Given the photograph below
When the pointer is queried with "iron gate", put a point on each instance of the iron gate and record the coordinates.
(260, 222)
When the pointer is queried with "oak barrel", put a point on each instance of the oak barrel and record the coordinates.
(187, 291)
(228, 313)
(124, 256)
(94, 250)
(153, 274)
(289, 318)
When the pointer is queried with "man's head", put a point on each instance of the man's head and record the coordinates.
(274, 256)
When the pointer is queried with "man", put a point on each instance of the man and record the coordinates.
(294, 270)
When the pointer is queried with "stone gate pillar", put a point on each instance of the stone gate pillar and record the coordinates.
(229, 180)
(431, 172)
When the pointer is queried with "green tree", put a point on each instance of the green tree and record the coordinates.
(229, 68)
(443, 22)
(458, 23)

→ What is asked: Repeat the items word for word, beginning with the line that contains "head and record the coordinates." and continuing through the end of the items.

→ Exercise result:
When the pointer is queried with "man's head", put a point on each instance of the man's head and record the coordinates.
(274, 256)
When the pointer is queried with "man", put a point on each instance of the man and record the coordinates.
(294, 270)
When the pointer is queried with "stone gate pillar", put a point on each instance of the stone gate pillar and record the coordinates.
(229, 180)
(431, 172)
When the pointer is queried with "green tree", put a point on each instance of the green tree and record the coordinates.
(229, 68)
(443, 22)
(458, 23)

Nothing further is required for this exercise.